YOUR INSTRUCTIONS
Reproduce the rows between the line containing "As a warehouse robot's perception module, locate gray" and the line containing "0, 231, 89, 335", inclusive, keeping each request unchanged. Multiply every bounding-box coordinate in the answers by 0.4 and round to whole numbers, with halves rounded up.

• • • • •

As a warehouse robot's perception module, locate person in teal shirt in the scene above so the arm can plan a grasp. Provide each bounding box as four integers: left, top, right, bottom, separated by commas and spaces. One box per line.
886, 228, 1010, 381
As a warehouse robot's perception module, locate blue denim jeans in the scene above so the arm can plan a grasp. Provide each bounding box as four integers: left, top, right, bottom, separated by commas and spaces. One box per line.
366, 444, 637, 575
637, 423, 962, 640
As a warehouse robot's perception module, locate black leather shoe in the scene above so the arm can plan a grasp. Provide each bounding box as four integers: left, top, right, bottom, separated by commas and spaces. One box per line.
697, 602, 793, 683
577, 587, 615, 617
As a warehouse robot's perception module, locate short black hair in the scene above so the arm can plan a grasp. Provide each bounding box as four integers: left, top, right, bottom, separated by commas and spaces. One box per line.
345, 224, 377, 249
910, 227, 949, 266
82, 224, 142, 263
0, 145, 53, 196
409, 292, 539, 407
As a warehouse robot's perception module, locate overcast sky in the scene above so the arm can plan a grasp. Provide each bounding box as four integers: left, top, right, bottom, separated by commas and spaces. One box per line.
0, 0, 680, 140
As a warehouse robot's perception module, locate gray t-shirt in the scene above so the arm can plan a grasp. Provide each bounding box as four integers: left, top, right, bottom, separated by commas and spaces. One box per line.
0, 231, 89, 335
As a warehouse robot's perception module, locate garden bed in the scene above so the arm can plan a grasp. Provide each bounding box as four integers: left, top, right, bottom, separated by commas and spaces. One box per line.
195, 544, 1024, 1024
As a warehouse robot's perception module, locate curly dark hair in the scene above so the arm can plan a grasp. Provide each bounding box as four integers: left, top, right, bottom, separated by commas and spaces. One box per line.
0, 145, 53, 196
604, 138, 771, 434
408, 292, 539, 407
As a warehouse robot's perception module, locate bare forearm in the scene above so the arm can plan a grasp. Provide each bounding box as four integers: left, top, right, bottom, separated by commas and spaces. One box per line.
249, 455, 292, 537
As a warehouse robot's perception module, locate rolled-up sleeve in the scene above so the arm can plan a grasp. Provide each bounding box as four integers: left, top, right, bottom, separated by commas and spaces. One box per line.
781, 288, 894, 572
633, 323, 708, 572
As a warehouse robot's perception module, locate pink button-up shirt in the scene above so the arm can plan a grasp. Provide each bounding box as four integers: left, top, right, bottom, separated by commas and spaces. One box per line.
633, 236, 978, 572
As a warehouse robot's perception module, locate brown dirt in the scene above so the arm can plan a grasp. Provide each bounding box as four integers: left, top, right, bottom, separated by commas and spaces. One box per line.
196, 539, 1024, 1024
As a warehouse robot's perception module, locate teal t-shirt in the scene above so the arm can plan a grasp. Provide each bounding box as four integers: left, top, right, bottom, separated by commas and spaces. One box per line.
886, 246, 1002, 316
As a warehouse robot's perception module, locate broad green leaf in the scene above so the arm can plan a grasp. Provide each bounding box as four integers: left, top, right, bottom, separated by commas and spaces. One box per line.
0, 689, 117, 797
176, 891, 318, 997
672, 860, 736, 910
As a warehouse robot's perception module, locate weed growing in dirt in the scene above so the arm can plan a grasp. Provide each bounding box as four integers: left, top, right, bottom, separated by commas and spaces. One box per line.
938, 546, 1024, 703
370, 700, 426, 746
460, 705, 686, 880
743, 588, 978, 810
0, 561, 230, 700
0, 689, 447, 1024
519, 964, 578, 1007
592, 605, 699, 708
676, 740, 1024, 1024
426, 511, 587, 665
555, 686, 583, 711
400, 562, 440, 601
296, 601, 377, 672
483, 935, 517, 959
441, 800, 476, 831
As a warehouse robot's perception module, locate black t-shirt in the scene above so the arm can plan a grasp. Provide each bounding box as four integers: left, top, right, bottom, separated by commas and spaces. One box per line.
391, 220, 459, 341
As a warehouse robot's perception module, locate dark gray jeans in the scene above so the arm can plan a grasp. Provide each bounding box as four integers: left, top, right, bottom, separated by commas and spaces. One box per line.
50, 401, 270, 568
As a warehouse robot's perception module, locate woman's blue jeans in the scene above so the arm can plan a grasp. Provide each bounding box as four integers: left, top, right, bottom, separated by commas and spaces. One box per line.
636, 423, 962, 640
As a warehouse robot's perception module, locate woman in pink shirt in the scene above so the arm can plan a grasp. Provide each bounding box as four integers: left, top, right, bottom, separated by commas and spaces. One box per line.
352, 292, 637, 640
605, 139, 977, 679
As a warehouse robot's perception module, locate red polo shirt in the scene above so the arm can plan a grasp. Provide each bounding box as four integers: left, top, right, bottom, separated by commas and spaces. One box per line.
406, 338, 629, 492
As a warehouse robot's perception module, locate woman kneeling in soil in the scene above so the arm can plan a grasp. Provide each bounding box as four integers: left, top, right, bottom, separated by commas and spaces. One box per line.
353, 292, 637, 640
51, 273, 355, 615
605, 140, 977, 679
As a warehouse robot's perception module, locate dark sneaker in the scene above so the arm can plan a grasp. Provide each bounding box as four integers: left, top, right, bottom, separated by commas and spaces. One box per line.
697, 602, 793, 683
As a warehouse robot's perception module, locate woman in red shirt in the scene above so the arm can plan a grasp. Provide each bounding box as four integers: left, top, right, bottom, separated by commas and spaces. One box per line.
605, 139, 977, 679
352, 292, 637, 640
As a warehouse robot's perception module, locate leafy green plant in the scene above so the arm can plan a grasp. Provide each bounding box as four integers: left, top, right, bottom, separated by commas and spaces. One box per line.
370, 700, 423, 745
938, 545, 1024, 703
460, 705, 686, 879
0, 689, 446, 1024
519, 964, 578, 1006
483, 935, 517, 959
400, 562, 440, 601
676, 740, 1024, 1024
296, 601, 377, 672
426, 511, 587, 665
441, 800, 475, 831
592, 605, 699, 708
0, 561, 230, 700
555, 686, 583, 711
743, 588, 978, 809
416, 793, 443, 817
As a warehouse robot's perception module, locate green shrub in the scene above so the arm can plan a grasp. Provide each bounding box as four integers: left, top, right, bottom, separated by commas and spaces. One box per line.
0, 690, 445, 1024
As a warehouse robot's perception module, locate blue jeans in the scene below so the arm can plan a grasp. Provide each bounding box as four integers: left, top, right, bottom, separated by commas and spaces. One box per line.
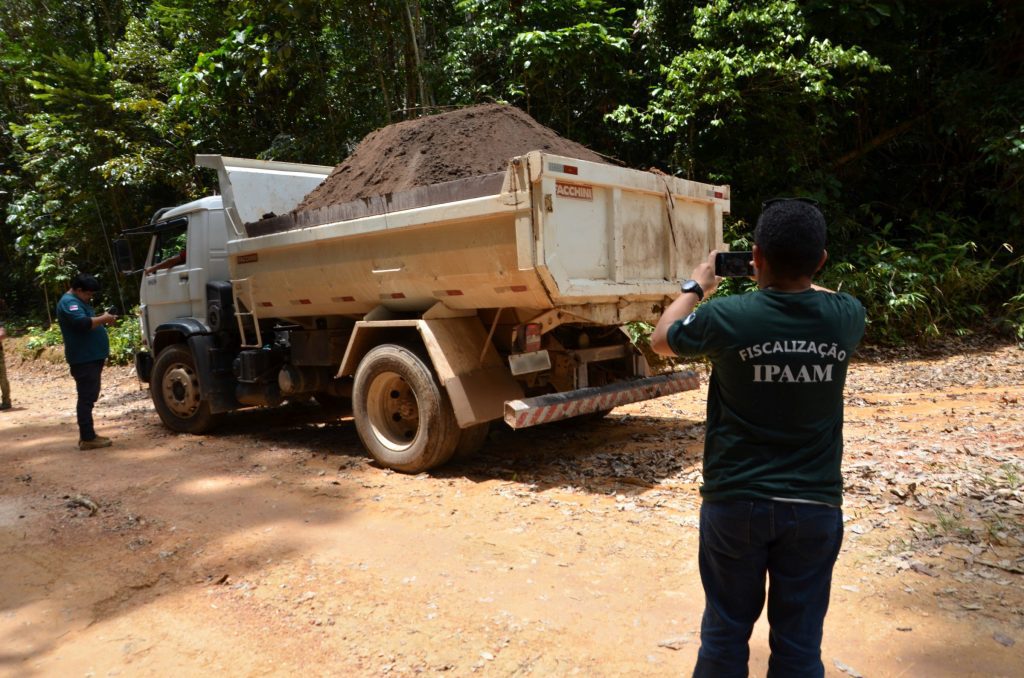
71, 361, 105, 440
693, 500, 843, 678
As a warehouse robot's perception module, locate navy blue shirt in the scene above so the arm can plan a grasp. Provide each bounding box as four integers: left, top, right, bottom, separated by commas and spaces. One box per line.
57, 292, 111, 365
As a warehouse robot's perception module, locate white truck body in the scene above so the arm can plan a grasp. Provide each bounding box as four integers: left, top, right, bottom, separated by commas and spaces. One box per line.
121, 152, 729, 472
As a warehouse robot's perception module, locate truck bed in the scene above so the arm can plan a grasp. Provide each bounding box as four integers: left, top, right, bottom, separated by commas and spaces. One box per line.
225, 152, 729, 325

• • • • •

RESULT OF THE EXERCISE
As a warehouse robot's perception module, locate gray t-shirt in the scene above so the arm can plan a grasp. Provide each bounding box as four integers: left, top, right, bottom, separated by commas and spaces. One box per line.
0, 92, 36, 134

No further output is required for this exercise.